**OBJECTIVE**
Scale everything from the start of the items down to the line containing "125), (17, 125)]]", including both ends, and write all of it out again with the requests left unchanged. Multiply every coordinate in the answers by 0.6 and round each result to a whole number, with halves rounded up.

**MATERIAL FOR THE TASK**
= = = = = = =
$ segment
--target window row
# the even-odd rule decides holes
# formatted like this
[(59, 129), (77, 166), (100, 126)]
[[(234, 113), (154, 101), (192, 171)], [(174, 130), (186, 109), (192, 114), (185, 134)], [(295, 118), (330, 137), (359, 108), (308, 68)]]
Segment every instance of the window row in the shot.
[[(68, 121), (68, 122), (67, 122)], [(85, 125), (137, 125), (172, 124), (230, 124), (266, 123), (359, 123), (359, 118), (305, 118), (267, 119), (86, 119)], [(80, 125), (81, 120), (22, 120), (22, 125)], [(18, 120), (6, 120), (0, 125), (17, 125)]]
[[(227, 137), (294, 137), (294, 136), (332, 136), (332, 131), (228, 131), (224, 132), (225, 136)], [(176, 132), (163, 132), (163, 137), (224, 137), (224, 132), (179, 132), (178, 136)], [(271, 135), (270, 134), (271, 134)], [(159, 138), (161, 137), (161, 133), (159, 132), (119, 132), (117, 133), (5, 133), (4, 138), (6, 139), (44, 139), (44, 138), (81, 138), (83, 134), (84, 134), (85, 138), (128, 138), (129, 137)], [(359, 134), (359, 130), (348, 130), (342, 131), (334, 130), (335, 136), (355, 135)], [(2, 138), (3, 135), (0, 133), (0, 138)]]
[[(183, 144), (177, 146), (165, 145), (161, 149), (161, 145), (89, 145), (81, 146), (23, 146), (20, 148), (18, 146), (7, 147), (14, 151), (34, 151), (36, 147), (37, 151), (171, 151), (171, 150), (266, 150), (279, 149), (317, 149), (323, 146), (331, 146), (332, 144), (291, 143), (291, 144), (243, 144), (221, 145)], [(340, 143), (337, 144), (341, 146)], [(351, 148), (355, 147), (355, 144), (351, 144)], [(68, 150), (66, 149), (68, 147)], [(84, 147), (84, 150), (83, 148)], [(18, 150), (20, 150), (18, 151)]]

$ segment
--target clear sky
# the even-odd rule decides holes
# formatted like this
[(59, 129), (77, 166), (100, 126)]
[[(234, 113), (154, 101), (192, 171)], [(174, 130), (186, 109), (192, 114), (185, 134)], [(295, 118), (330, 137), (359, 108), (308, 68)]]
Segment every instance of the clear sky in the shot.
= = = = = = =
**TASK ANSWER**
$ segment
--target window row
# the even-odd rule decides holes
# formatted like this
[(59, 129), (77, 166), (100, 126)]
[[(234, 113), (154, 101), (192, 171)], [(174, 130), (186, 109), (192, 114), (185, 134)], [(295, 118), (330, 137), (359, 108), (308, 68)]]
Segment every instance of the window row in the shot.
[[(41, 73), (41, 73), (40, 73)], [(51, 75), (82, 75), (103, 74), (138, 74), (160, 74), (215, 74), (215, 71), (183, 71), (160, 71), (52, 71)], [(48, 75), (49, 72), (13, 72), (13, 75)], [(11, 72), (4, 72), (0, 75), (10, 75)]]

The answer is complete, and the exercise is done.